# [WORK INSTRUCTIONS]
In the coffee-chat blog text below, rewrite the paragraph that begins "If we were having coffee… I’d tell you that 2021" as a short bulleted list of its main points.

# [READING PASSAGE]
============
If we were having coffee… I would cry. I would get emotional and have no idea how to tell you out loud that my worst fear has come true. How would I manage the words to tell you that after months of tests, we’ve now been told that our best chance to have children is IVF? I had an inkling before we started any of this that we’d have to do IVF. I’m not sure why, it was just something I felt within myself, yet when the Fertility Specialist delivered the news, I felt like I couldn’t breathe. I know I was smiling on the surface, but inside I was breaking down. Following this, the remainder of the appointment was spent discussing payment options, covering a brief run down on the process and the success rates, and then the Specialist told us the next thing we had to do was go home and discuss the presented options. From there we would need to make a decision on what we wanted to do and whether or not IVF would be the right course for us. To add a little extra complication to the decision, we were told that I would be best to lose 12-20kg for our best chance at success should we choose to go ahead. Right now I feel like I’m up shit creek without a paddle. It’s taken me 6 weeks to lose 5kg and now I need to lose more before I can even look to IVF? If by some miracle I lose the weight and we do go ahead, I then have to anticipate countless needles, tests, medications, surgeries and a lot of emotional and mental turmoil. I’ve looked at multiple different websites and conducted many a Google search, but most of what I could find regarding success rates varied depending on the clinic, the Doctor and of course, age. There are also finances to think about. Again, prices vary depending on who you go through and whether or not you are entitled to rebates, or are covered by your Health Insurer. I am so confused and overwhelmed. My mind is absolutely consumed by this, and as of this moment I am struggling to see light at the end of the tunnel. Am I capable of committing to the journey and losing the weight? Am I ready to be a pin cushion? Am I mentally and emotionally prepared for what lies ahead?
If we were having coffee… I’d tell you that 2021 looks to be following the course of 2020. Covid-19 is ever present, the different Australian States are going in and out of lockdown. Travel is impossible. There’s nowhere to go and nothing to do, and whilst I am grateful that I am healthy and safe, a holiday would be so nice. It would be nice to get away somewhere tropical, to bask in the sun, sip on a cocktail or two and just be. It might be the only way to switch off my brain for a little while. But alas, that is just me being a dreamer and allowing my imagination to run wild.With that said, I know things will work themselves out soon, I just have to try and have some patience as do we all.
If we were having coffee, what would you tell me?
============
(Saved entries)
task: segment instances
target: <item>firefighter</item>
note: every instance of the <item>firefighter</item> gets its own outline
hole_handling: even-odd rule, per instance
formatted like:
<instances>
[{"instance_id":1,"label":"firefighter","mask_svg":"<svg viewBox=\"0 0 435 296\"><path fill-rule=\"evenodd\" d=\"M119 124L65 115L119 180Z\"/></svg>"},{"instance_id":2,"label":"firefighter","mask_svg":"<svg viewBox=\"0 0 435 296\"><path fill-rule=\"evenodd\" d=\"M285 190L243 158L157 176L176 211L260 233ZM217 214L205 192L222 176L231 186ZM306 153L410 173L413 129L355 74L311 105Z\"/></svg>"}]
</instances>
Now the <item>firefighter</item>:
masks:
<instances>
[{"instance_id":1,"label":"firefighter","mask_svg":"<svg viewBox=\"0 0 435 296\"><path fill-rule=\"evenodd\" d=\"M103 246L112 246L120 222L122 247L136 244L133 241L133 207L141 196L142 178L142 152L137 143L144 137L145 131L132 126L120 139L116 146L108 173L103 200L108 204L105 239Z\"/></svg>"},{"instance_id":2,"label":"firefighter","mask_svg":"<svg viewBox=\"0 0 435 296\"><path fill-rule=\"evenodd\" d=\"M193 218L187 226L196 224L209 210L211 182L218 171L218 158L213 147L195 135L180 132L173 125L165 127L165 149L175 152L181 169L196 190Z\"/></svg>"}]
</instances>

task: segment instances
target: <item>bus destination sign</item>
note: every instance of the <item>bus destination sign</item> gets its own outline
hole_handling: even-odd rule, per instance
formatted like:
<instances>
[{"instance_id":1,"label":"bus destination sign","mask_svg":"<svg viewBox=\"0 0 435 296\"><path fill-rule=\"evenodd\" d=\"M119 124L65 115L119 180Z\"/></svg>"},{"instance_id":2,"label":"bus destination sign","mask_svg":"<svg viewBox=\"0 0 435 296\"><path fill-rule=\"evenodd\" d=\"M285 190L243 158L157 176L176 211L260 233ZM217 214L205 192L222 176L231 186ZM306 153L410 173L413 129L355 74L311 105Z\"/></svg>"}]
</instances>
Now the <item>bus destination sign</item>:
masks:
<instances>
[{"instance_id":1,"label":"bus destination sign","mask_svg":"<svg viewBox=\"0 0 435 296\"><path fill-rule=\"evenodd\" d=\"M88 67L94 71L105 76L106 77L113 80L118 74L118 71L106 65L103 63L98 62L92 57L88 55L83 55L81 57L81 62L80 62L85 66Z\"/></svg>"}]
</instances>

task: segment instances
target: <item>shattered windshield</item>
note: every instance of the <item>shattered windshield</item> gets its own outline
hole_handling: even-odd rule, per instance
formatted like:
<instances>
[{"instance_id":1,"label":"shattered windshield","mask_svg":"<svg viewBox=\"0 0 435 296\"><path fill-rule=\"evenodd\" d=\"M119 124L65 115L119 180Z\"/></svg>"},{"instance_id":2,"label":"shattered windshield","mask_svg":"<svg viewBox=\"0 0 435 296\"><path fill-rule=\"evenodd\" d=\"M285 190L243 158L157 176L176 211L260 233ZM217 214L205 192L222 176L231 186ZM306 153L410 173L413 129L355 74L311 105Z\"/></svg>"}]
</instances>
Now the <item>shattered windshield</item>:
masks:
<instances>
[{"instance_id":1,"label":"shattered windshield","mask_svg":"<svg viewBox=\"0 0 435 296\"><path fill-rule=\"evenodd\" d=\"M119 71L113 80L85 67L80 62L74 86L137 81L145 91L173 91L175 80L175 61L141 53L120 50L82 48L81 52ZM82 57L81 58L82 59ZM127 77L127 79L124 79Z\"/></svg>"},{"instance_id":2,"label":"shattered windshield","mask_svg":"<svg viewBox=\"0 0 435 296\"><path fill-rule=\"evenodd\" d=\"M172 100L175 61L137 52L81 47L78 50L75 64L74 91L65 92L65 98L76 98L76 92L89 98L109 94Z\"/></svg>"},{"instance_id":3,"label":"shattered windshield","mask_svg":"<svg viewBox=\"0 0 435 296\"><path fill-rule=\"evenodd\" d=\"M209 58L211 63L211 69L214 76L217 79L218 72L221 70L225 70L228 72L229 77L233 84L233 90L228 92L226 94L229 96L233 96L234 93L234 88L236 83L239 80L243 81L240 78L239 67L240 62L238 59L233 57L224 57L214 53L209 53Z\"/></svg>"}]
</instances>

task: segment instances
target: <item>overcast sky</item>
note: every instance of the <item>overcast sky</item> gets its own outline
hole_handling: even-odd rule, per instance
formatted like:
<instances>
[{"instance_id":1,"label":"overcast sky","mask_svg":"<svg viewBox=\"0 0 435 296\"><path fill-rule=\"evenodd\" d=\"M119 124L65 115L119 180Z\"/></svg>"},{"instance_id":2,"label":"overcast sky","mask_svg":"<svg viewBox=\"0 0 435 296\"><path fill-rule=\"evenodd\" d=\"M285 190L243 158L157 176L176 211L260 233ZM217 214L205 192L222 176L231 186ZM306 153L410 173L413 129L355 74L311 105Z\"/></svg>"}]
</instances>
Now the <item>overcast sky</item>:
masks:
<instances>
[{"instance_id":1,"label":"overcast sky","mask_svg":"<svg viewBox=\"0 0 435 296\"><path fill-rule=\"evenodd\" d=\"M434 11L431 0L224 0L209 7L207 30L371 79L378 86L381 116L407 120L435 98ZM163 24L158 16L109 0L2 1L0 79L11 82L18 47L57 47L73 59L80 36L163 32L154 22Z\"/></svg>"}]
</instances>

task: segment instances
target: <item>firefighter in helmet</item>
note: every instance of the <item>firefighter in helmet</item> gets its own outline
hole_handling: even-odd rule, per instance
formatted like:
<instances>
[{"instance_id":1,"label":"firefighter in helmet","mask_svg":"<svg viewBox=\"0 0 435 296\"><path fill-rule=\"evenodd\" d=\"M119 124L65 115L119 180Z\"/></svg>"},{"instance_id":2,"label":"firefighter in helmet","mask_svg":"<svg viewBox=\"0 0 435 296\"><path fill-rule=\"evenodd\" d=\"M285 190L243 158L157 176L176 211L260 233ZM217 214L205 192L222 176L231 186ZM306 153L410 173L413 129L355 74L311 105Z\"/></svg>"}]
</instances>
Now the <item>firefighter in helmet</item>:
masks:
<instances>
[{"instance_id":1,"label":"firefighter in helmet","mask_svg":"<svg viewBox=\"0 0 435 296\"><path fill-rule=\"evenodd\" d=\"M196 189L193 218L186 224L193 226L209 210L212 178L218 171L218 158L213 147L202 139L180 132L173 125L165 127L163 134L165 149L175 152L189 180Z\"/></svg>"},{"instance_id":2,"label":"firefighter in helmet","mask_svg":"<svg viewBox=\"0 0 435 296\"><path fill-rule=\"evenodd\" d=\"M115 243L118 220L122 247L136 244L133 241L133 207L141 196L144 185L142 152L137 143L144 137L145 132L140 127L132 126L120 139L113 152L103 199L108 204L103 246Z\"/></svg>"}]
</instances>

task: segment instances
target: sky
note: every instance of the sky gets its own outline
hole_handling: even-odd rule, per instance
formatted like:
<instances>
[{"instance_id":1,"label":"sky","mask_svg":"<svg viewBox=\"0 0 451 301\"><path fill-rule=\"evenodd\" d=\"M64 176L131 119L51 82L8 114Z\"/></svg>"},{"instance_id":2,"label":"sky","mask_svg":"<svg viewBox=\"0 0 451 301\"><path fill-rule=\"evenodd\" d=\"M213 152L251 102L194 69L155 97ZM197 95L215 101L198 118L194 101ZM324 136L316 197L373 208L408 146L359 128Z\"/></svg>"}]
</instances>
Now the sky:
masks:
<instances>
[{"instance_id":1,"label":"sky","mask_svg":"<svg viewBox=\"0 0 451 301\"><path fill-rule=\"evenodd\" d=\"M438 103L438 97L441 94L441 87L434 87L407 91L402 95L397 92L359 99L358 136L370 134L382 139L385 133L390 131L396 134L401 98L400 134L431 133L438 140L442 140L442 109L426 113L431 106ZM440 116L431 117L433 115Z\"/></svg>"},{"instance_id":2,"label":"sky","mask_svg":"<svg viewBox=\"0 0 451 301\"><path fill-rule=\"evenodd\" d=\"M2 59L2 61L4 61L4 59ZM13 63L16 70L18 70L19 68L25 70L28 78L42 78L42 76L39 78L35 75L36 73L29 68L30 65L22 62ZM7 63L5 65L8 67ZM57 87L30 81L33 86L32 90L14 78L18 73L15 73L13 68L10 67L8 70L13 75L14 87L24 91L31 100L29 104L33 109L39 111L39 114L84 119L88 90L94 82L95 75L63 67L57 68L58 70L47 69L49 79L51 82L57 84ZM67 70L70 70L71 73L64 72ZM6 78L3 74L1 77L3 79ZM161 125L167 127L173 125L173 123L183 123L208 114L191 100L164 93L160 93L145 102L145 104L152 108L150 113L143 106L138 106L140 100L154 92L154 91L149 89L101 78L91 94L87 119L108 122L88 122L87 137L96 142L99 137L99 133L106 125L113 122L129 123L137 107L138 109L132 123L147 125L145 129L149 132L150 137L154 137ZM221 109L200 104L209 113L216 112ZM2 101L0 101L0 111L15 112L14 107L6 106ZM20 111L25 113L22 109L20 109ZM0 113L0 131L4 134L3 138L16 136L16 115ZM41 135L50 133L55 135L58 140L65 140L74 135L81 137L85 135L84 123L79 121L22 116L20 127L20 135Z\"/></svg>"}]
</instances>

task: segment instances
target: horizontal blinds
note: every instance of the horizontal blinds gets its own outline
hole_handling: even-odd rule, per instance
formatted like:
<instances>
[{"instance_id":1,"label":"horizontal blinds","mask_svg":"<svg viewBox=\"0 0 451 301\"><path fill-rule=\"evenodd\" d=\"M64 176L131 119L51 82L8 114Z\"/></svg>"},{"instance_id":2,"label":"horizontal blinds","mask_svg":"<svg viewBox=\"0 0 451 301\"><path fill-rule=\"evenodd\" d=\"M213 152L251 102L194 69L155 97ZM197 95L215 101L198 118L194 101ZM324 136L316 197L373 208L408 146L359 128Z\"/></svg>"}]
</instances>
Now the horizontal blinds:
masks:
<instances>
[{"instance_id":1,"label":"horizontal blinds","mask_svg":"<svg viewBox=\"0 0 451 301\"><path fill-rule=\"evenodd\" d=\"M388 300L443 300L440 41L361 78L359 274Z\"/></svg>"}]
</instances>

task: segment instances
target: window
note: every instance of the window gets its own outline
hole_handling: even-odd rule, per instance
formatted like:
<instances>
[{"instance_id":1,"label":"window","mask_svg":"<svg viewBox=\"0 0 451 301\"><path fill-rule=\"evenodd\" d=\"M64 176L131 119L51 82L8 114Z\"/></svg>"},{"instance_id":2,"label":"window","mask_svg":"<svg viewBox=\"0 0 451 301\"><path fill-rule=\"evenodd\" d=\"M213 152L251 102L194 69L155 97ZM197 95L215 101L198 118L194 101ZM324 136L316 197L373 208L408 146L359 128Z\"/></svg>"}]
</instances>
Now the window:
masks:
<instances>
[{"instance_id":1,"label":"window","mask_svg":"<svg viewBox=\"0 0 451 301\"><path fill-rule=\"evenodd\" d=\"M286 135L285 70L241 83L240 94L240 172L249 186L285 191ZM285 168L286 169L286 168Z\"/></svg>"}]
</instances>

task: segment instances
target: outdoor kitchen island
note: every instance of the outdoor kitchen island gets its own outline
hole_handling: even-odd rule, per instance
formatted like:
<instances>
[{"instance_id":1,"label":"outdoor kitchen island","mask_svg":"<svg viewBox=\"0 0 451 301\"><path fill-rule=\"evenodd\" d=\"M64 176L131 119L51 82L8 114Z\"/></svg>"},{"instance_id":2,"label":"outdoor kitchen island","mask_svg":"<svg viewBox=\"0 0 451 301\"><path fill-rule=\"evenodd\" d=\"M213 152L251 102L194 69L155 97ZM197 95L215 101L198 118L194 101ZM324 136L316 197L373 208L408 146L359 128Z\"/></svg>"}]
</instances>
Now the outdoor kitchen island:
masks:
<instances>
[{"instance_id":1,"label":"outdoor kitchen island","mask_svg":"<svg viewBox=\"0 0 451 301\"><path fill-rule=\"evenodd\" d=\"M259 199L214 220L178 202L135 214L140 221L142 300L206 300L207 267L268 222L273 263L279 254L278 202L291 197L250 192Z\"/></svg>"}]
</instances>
============
# [SOLUTION FOR THIS EXERCISE]
- 2021 looks to be following the course of 2020.
- Covid-19 is still present, and Australian states keep going in and out of lockdown.
- Travel is impossible, and there is nowhere to go and nothing to do.
- The writer is grateful to be healthy and safe but wishes for a tropical holiday to relax and switch off.
- The writer calls this daydreaming and expects things to work out soon with some patience.